Task objective: Every record should be repeated exactly, except that pictures are left out.

***

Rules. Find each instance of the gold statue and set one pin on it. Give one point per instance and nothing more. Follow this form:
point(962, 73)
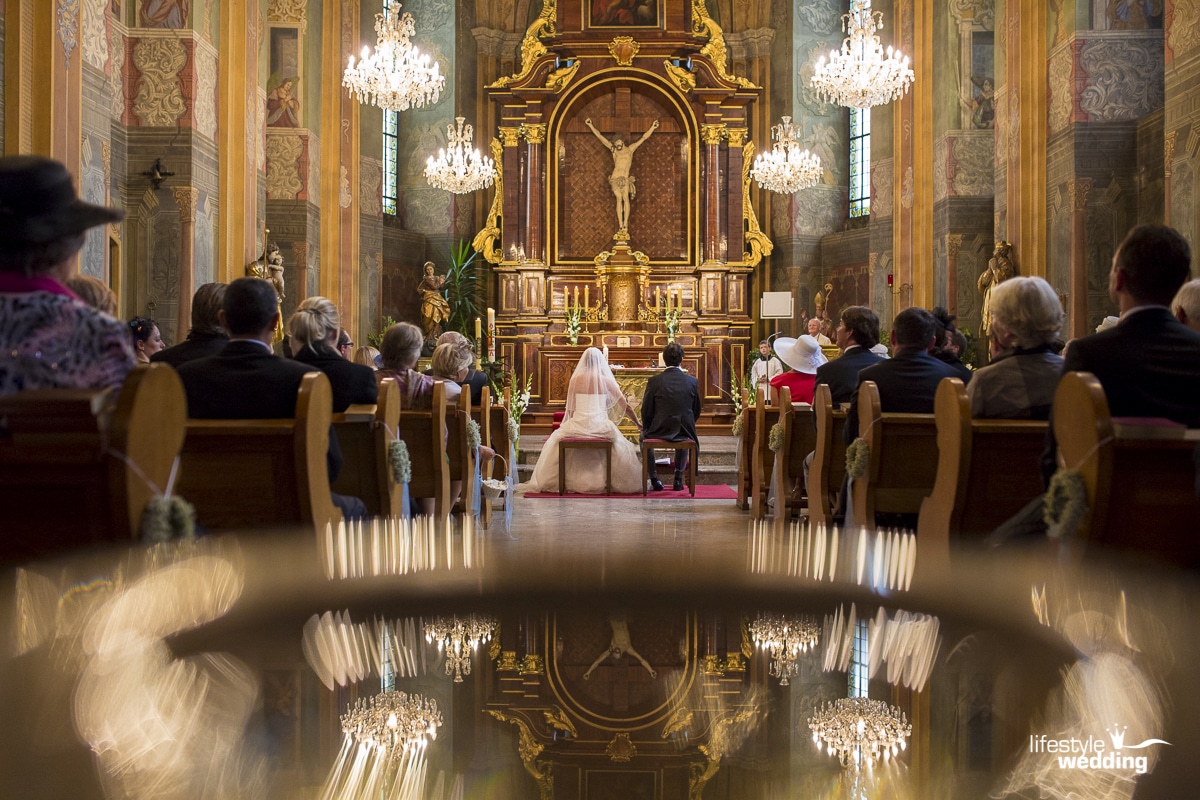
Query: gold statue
point(1000, 269)
point(435, 308)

***

Problem solution:
Rules. Find each instance of the gold statue and set one pin on it. Give one point per instance and nothing more. Follow this form:
point(962, 73)
Query: gold statue
point(1000, 269)
point(435, 308)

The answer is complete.